Work to do ->
1) In the passage on the electoral college, how many electors would a Texas voter who wanted Kerry be voting for?
2) Using the passage on the electoral college, decide whether each statement agrees with it, answering yes or no and quoting the deciding words: (a) Electors may be people who hold public office. (b) George C. Edwards III is a professor of political science at Texas A&M. (c) In every state, the presidential candidates themselves pick the electors.

Extracted text ->
* * * * * * *

As George C. Edwards III, a professor of political science at Texas A&M university, reminds us in his new book, Why the Electoral College is Bad for America, “The choice of the chief executive must be the people’s, and it should rest with none other than them.” Fans of the electoral college usually admit that the current system doesn’t quite satisfy this principle. Instead, Edwards notes, they change the subject and tick off all the “advantages” of the electoral college. But even the best-laid defenses of the old system fall apart under close scrutiny. The electoral college has to go.

What’s wrong with the electoral college

Under the electoral college system, voters vote not for the president, but for a slate of electors, who in turn elect the president. If you lived in Texas, for instance, and wanted to vote for Kerry, you’d vote for a slate of 34 Democratic electors pledged to Kerry. On the off-chance that those electors won the statewide election, they would go to Congress and Kerry would get 34 electoral votes. Who are the electors? They can be anyone not holding public office. Who picks the electors in the first place? It depends on the state. Sometimes state conventions, sometimes the state party’s central committee, sometimes the presidential candidates themselves. Can voters control whom their electors vote for? Not always. Do voters sometimes get confused about the electors and vote for the wrong candidate? Sometimes.

* * * * * * *

Material ->
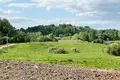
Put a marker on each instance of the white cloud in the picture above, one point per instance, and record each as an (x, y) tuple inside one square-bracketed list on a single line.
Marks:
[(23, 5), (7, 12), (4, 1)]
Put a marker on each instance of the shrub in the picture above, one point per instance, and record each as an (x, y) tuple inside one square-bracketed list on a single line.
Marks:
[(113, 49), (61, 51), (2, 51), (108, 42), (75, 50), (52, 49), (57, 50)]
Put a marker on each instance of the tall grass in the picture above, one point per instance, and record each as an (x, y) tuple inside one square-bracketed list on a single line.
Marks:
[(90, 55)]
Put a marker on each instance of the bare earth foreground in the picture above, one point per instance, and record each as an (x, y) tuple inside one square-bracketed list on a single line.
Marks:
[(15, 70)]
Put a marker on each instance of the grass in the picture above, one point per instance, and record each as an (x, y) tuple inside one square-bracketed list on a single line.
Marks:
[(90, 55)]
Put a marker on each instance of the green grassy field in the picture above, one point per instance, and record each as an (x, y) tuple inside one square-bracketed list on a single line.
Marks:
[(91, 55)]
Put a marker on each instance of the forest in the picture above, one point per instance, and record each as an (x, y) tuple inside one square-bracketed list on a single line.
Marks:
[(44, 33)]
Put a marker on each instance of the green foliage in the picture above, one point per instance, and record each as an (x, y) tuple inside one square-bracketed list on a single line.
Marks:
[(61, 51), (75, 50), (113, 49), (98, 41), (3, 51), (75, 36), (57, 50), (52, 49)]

* * * * * * *

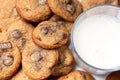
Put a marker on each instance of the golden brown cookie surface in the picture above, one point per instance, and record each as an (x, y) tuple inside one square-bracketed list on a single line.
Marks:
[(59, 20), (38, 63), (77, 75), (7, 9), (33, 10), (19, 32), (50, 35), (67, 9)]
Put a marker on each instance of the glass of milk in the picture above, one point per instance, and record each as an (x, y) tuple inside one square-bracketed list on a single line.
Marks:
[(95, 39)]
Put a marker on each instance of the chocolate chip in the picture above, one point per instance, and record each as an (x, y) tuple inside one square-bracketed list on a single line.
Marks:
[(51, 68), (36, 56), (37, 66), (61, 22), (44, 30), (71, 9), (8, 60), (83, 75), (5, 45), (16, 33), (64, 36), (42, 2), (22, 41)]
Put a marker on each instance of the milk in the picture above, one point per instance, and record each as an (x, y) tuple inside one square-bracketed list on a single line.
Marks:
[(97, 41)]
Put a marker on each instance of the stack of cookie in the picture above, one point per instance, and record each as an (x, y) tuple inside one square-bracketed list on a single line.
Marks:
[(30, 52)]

* * * * * * *

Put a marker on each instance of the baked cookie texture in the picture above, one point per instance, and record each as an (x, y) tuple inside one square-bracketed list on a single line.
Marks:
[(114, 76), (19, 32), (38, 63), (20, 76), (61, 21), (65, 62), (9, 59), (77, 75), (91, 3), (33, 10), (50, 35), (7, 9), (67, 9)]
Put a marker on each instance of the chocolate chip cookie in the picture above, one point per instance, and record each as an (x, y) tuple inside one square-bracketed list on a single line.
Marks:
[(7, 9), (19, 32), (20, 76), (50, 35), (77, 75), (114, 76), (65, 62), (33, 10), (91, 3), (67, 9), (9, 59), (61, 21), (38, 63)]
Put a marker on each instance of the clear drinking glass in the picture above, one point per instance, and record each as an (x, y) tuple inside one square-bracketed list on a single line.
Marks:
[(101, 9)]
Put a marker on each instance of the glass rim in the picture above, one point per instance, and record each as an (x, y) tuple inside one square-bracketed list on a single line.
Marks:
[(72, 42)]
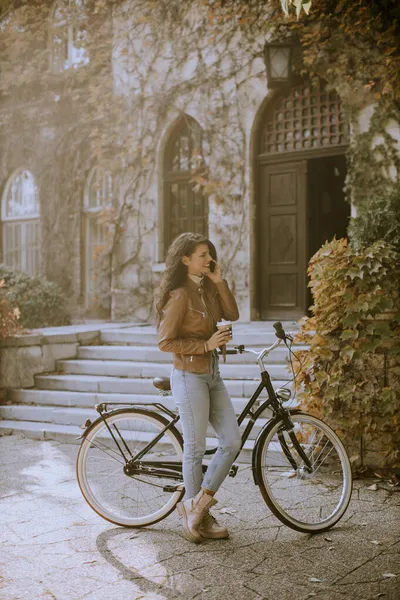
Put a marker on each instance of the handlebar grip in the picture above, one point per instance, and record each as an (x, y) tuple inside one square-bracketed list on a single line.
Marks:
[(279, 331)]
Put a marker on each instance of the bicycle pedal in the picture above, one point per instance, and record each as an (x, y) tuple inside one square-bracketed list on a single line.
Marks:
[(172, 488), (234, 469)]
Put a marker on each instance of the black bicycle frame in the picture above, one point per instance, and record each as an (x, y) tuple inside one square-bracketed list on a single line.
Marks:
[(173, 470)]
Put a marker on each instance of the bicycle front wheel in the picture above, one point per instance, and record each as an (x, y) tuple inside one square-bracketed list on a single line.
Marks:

* * * * * * *

Set of answers ->
1) A slate of 34 Democratic electors pledged to Kerry.

2)
(a) No: "They can be anyone not holding public office."
(b) Yes: "a professor of political science at Texas A&M university"
(c) No: "It depends on the state."